REPOST: Graduating to Motherhood

Written by Sarah, a former graduate wife 

When I graduated from my dual MA program in history and public policy, I felt relieved.  All the hard work and sacrifice of three years of intense study was over and I had achieved a major life goal.  I also felt relieved for another reason; unlike many of my fellow students who were experiencing the stress of finding jobs in the midst of a recession, I knew exactly what I would be doing for the next few months.

Right at the end of my time in graduate school, I got pregnant.  To say this was “not the plan” would be misleading since I really didn’t have a plan.  I was married and we intended to start a family “sometime soon.”  Like many other women my age, I assumed that eventually I would have both a fulfilling career and a family, but I was always a little fuzzy on what would come first, whether I’d work on these things at the same time or stagger them.  So when it came time to look for that first job out of graduate school, I was relieved to have the immediate decision made for me.  In one month, I would give birth and there was no way that I could reasonably expect an employer to be interested in an 8-months pregnant graduate.

Still, I told everyone who asked (professors, friends, family), “I plan to stay home at first and see how I like it and then I will look for a job depending on how I adapt to being at home.”  I assumed that there was a good chance I would be bored and miserable staying home full-time and that I would long to get right out and “use” the degrees I had worked so hard to earn. I also didn’t see myself as the “staying at home type”, someone I envisioned as having always longed to be a mother and homemaker.  Since well before college, I had envisioned a career that would change the world.  I hoped I would eventually have some kind of important position where I made a significant impact in education, social justice, or politics.

● **SET EXERCISE A**
Rewrite the records in the stretch from the line containing "Could you tag the melting" through the line containing "point(140, 117)" as a two-column CSV with the headers request and points. Give one row per request, putting its text and its answer each in a single quoted field with line breaks replaced by spaces.
These records are unrelated to the essay.

[Excerpts of pointing data records]
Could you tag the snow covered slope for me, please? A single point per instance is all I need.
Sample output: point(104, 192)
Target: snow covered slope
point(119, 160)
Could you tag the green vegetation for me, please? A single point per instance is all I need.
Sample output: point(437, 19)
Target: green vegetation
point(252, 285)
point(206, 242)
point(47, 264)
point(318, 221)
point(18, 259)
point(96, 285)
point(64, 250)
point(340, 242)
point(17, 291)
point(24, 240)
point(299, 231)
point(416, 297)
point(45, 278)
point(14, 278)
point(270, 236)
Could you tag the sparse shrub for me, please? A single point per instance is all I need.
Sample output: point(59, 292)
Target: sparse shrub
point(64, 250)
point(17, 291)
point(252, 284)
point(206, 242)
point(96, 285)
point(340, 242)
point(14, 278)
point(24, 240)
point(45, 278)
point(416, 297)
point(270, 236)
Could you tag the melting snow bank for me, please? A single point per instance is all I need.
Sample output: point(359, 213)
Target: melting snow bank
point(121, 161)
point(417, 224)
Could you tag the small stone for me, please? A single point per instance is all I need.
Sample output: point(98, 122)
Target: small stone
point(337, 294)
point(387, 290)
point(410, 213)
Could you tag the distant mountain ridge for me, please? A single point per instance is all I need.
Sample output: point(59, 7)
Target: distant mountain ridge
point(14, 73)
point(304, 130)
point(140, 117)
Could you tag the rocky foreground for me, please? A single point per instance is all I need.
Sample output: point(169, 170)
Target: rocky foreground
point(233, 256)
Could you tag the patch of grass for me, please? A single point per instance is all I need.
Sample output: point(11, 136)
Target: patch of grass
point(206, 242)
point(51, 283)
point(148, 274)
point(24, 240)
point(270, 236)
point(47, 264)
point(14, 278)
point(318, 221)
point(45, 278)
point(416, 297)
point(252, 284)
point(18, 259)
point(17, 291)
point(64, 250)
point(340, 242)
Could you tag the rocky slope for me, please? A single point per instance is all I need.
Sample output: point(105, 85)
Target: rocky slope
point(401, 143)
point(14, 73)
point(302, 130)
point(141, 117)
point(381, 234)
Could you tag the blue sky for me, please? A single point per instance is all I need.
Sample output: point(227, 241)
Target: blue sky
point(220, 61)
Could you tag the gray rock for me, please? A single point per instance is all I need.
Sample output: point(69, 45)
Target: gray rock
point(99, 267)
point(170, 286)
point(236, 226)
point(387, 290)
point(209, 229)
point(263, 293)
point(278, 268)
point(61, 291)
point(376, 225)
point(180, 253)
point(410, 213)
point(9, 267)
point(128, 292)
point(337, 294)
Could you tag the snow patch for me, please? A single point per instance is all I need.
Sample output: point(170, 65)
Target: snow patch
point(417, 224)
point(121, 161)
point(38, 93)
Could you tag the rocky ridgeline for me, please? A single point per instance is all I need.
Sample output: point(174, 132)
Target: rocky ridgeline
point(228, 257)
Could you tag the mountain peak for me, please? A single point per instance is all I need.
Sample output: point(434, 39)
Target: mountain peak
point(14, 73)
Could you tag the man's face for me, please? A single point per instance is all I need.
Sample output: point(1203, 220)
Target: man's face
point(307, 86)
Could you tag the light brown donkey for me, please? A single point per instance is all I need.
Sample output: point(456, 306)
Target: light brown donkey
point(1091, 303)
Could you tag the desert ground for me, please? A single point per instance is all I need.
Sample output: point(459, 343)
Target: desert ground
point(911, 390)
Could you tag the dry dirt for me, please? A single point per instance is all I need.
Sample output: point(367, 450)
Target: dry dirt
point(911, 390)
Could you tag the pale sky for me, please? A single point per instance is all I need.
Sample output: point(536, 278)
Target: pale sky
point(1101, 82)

● **SET EXERCISE B**
Reproduce the stretch of the essay from "Written by Sarah, a" through "next few months." word for word.

● **TASK ANSWER A**
request,points
"Could you tag the melting snow bank for me, please? A single point per instance is all I need. Sample output: point(359, 213) Target: melting snow bank","point(121, 161) point(417, 224)"
"Could you tag the small stone for me, please? A single point per instance is all I need. Sample output: point(98, 122) Target: small stone","point(337, 294) point(387, 290) point(410, 213)"
"Could you tag the distant mountain ridge for me, please? A single point per instance is all I need. Sample output: point(59, 7) Target: distant mountain ridge","point(14, 73) point(304, 130) point(140, 117)"

● **TASK ANSWER B**
Written by Sarah, a former graduate wife 

When I graduated from my dual MA program in history and public policy, I felt relieved.  All the hard work and sacrifice of three years of intense study was over and I had achieved a major life goal.  I also felt relieved for another reason; unlike many of my fellow students who were experiencing the stress of finding jobs in the midst of a recession, I knew exactly what I would be doing for the next few months.